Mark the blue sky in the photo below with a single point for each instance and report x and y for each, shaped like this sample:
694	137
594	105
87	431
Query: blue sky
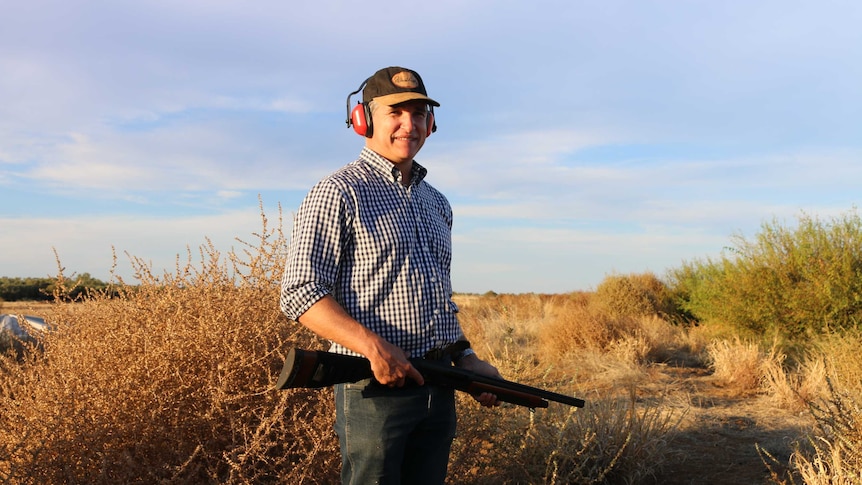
576	139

● The exercise:
Copy the rows above with every "blue sky" replaced by "open sky", leaving everything else unchanged and omitting the picture.

● Worked solution:
Mark the open sky in the photo below with a single point for each instance and report x and y for each, shaped like this sample:
694	137
594	105
87	431
Query: open sky
576	139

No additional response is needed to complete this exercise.